--- Dataset records ---

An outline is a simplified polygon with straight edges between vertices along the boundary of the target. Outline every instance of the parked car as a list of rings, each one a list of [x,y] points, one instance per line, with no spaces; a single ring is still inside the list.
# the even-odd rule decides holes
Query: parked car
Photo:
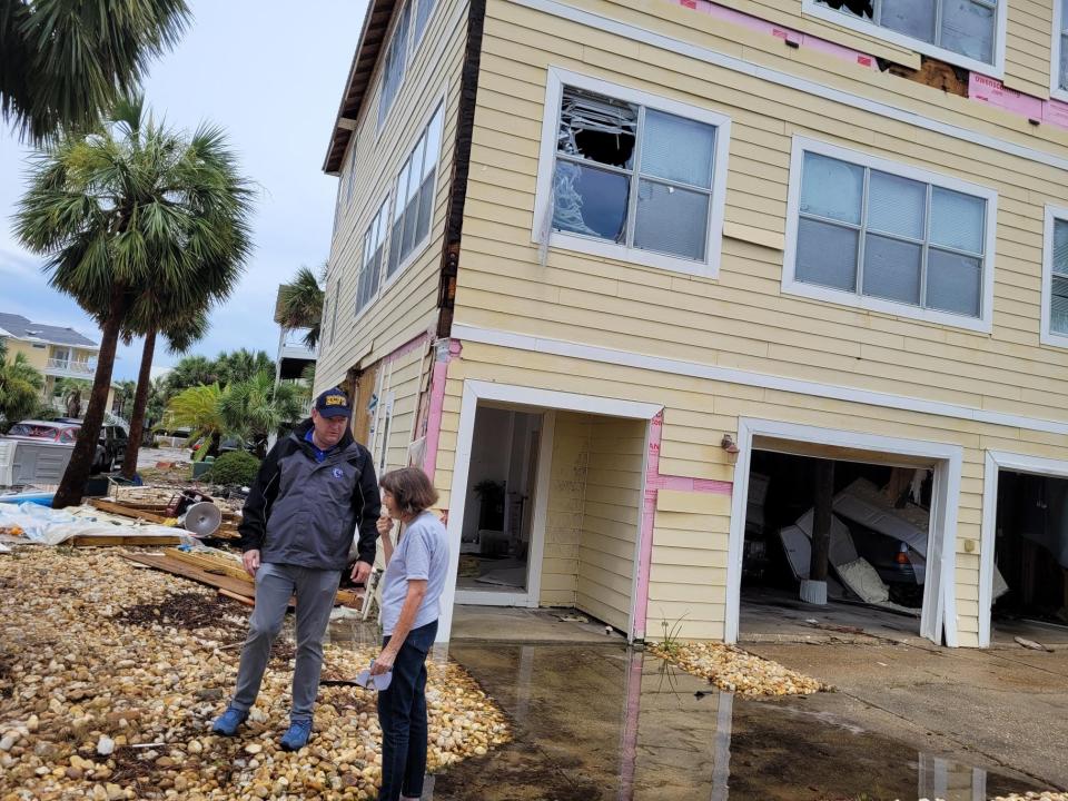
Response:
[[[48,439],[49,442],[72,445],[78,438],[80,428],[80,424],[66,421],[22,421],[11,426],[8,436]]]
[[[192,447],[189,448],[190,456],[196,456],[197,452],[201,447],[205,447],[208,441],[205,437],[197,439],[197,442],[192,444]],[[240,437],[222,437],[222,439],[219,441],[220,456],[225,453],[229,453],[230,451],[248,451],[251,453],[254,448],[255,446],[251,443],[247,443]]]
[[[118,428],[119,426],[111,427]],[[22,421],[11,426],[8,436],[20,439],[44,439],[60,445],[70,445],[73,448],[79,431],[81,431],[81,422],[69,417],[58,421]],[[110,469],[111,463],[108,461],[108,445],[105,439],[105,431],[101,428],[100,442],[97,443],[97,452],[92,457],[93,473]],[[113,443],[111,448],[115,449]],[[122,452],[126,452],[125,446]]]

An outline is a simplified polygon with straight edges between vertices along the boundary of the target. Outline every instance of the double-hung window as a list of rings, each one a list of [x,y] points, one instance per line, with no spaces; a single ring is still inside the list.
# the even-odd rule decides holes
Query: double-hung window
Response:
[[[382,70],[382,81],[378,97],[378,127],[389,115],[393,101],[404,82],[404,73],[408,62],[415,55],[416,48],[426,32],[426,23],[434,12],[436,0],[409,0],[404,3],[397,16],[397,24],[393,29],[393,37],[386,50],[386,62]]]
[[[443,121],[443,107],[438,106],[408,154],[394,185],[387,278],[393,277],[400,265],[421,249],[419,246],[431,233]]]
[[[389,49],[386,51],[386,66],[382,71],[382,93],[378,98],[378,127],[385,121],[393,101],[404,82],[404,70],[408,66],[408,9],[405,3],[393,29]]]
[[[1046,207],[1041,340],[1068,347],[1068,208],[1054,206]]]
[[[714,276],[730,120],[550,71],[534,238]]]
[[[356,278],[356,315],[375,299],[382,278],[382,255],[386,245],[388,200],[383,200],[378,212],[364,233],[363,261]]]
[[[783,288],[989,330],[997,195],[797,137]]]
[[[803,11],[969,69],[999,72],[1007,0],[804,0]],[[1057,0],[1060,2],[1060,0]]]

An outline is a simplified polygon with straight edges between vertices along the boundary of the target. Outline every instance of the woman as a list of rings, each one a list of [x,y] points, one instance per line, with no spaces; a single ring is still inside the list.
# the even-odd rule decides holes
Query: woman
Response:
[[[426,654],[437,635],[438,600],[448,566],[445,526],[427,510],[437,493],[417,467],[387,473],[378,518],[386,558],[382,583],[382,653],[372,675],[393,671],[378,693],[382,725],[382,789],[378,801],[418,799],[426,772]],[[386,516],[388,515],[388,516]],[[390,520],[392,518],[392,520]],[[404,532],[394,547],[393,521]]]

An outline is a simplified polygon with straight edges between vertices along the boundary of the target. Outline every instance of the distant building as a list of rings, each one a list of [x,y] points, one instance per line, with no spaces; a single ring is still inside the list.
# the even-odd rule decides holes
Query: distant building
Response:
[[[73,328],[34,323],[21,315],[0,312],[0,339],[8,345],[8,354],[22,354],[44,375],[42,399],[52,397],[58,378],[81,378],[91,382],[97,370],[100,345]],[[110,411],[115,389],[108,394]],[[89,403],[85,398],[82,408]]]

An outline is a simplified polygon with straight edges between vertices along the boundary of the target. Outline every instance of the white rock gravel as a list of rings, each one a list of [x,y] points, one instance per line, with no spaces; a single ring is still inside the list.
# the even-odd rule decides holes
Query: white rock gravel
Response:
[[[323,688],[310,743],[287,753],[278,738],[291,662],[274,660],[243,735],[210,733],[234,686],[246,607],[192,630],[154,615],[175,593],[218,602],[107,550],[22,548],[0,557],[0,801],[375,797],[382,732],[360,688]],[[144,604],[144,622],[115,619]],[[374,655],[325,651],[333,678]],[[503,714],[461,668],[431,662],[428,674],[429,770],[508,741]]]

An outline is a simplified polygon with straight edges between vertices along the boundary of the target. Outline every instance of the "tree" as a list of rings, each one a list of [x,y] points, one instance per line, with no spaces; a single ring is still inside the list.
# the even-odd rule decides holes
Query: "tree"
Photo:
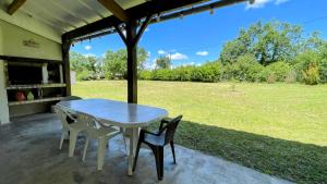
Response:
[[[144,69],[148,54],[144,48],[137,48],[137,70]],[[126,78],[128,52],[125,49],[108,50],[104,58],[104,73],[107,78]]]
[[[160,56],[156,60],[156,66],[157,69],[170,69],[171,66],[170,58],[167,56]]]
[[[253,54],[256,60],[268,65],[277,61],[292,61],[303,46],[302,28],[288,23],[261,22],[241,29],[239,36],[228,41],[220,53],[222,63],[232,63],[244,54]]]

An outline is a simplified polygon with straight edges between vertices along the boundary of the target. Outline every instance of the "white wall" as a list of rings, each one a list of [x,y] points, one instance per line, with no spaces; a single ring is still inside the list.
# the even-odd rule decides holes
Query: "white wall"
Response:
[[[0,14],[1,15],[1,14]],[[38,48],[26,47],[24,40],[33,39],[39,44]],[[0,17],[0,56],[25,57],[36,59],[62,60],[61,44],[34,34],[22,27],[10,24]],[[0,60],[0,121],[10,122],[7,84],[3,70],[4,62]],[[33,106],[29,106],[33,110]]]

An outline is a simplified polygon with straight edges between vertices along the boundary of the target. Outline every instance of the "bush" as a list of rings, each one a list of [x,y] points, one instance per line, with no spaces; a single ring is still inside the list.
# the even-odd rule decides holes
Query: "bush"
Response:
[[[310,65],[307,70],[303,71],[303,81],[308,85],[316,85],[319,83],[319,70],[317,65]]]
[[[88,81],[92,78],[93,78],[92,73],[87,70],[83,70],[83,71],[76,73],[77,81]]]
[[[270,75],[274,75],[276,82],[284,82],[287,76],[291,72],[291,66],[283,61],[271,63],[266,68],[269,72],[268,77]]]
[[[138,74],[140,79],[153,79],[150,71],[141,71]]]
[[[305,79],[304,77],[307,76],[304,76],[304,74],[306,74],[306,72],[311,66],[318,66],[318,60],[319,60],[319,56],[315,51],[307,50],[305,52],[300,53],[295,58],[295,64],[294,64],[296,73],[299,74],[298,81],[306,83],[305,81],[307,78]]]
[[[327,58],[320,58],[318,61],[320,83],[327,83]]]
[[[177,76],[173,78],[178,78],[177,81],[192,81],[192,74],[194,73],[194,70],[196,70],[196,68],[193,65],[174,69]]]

---

Transcribe the records verbatim and omit the images.

Reply ::
An outline is a simplified polygon with straight edges between vertices along the boundary of the target. Outline every instance of the parked car as a list of rings, each one a list of [x,y] points, one instance per line, with no spaces; a single ring is still inside the list.
# the even-odd rule decides holes
Query: parked car
Photo:
Response:
[[[48,439],[49,442],[72,445],[78,438],[80,428],[80,424],[66,421],[22,421],[11,426],[8,436]]]
[[[192,447],[189,448],[190,456],[196,456],[197,452],[201,447],[205,447],[208,441],[205,437],[197,439],[197,442],[192,444]],[[240,437],[222,437],[222,439],[219,441],[220,456],[225,453],[229,453],[230,451],[248,451],[251,453],[254,448],[255,446],[251,443],[247,443]]]
[[[118,428],[119,426],[111,427]],[[22,421],[11,426],[8,436],[20,439],[44,439],[60,445],[70,445],[73,448],[79,431],[81,431],[81,422],[69,417],[58,421]],[[110,469],[111,463],[108,461],[108,445],[105,439],[105,431],[101,428],[100,442],[97,443],[97,452],[92,457],[93,473]],[[113,443],[111,448],[115,449]],[[122,452],[126,452],[125,446]]]

An outline is a simplified polygon with straight edges between vertices along the boundary of the target. Outline every instance of the double-hung window as a list of rings, each one a list of [x,y] points, one instance per line, with no spaces; a single ring is still inside the list.
# the even-odd rule decides holes
Query: double-hung window
Response:
[[[382,70],[382,81],[378,97],[378,127],[389,115],[393,101],[404,82],[404,73],[408,62],[415,55],[416,48],[426,32],[426,23],[434,12],[436,0],[409,0],[404,3],[397,16],[397,24],[393,29],[393,37],[386,50],[386,62]]]
[[[443,121],[443,107],[438,106],[408,154],[394,185],[387,278],[393,277],[400,265],[421,249],[419,246],[431,233]]]
[[[389,49],[386,51],[386,66],[382,71],[382,93],[378,98],[378,127],[385,121],[393,101],[404,82],[404,70],[408,66],[408,9],[405,3],[393,29]]]
[[[1046,207],[1041,340],[1068,347],[1068,208],[1054,206]]]
[[[714,276],[730,120],[550,71],[534,238]]]
[[[356,278],[356,315],[375,299],[382,278],[382,255],[386,245],[388,200],[383,200],[378,212],[364,233],[363,261]]]
[[[783,288],[989,330],[997,195],[797,137]]]
[[[803,11],[969,69],[999,72],[1007,0],[804,0]],[[1057,0],[1060,2],[1060,0]]]

An outline is a simplified polygon with straight edges between vertices along the boundary of the target. Outline every instance of the woman as a list of rings, each one a list of [x,y] points, one instance per line, with no spaces; a single ring is still inside the list.
# the even-odd rule decides holes
Query: woman
Response:
[[[426,654],[437,635],[438,600],[448,566],[445,526],[427,510],[437,493],[417,467],[387,473],[378,518],[386,558],[382,583],[382,653],[372,675],[393,671],[378,693],[382,725],[382,789],[378,801],[418,799],[426,772]],[[386,516],[388,515],[388,516]],[[390,520],[392,518],[392,520]],[[404,532],[394,547],[393,521]]]

An outline is a simplified polygon with straight edges between vertices along the boundary of the target. Outline every instance of the distant building as a list of rings, each one a list of [x,y] points, one instance per line, with no spaces; a single ring is still inside the list.
# the even-odd rule decides holes
Query: distant building
Response:
[[[73,328],[34,323],[21,315],[0,312],[0,339],[8,345],[8,354],[22,354],[44,375],[42,399],[52,397],[58,378],[81,378],[91,382],[97,370],[100,345]],[[110,411],[115,389],[108,394]],[[89,403],[85,398],[82,408]]]

An outline is a simplified polygon with straight edges between vertices along the boundary of the target. Outline every instance of the white rock gravel as a list of rings, each one a list of [x,y] points, one instance per line, with no spaces; a single ring is still inside the list.
# the even-odd rule decides holes
Query: white rock gravel
Response:
[[[323,688],[310,743],[287,753],[278,738],[291,662],[274,660],[243,735],[210,733],[234,686],[246,607],[192,630],[154,615],[175,593],[218,602],[107,550],[22,548],[0,557],[0,801],[375,797],[382,732],[360,688]],[[144,604],[144,622],[115,619]],[[374,655],[325,651],[333,678]],[[503,714],[461,668],[431,662],[428,674],[429,770],[508,741]]]

An outline is a simplified polygon with straight edges between vertices along the boundary of the target. Outline every instance of the "tree" as a list of rings, each one a list of [x,y] points, one instance per line, with no spaces; a single ring is still inside the list.
# the even-odd rule decides holes
Query: "tree"
Photo:
Response:
[[[144,69],[148,54],[144,48],[137,48],[137,70]],[[126,78],[128,52],[125,49],[108,50],[104,58],[104,73],[107,78]]]
[[[160,56],[156,60],[156,66],[157,69],[170,69],[171,66],[170,58],[167,56]]]
[[[253,54],[256,60],[268,65],[277,61],[292,61],[303,46],[302,28],[288,23],[261,22],[241,29],[239,36],[228,41],[220,53],[222,63],[232,63],[244,54]]]

An outline is a simplified polygon with straight edges between vertices along the boundary of the target. Outline every instance of the "white wall" as a list of rings, each one a list of [x,y] points, one instance per line, with no spaces; a single ring is still inside the list.
# the even-odd rule decides holes
Query: "white wall"
Response:
[[[0,14],[1,15],[1,14]],[[38,48],[26,47],[24,40],[33,39],[39,44]],[[0,17],[0,56],[25,57],[36,59],[62,60],[61,44],[34,34],[22,27],[10,24]],[[0,60],[0,121],[10,122],[7,84],[3,70],[4,62]],[[33,106],[29,106],[33,110]]]

An outline is a simplified polygon with straight edges between vertices along the boundary of the target. Outline every instance of the "bush" as a list of rings, each one a list of [x,y] points, one instance per line, with no spaces; a single ring is still inside the list.
# the even-odd rule decides holes
Query: "bush"
Response:
[[[310,65],[307,70],[303,71],[303,81],[308,85],[316,85],[319,83],[319,70],[317,65]]]
[[[88,81],[92,78],[93,78],[92,73],[87,70],[83,70],[83,71],[76,73],[77,81]]]
[[[270,75],[274,75],[276,82],[284,82],[287,76],[291,72],[291,66],[283,61],[271,63],[266,68],[269,72],[268,77]]]
[[[138,74],[140,79],[153,79],[150,71],[141,71]]]
[[[305,79],[304,77],[307,76],[304,76],[304,74],[306,74],[306,72],[311,66],[318,66],[318,60],[319,60],[319,56],[315,51],[307,50],[305,52],[300,53],[295,58],[295,64],[294,64],[296,73],[299,74],[298,81],[306,83],[305,81],[307,78]]]
[[[327,58],[320,58],[318,61],[320,83],[327,83]]]
[[[177,76],[173,78],[178,78],[177,81],[192,81],[192,74],[194,73],[194,70],[196,70],[196,68],[193,65],[174,69]]]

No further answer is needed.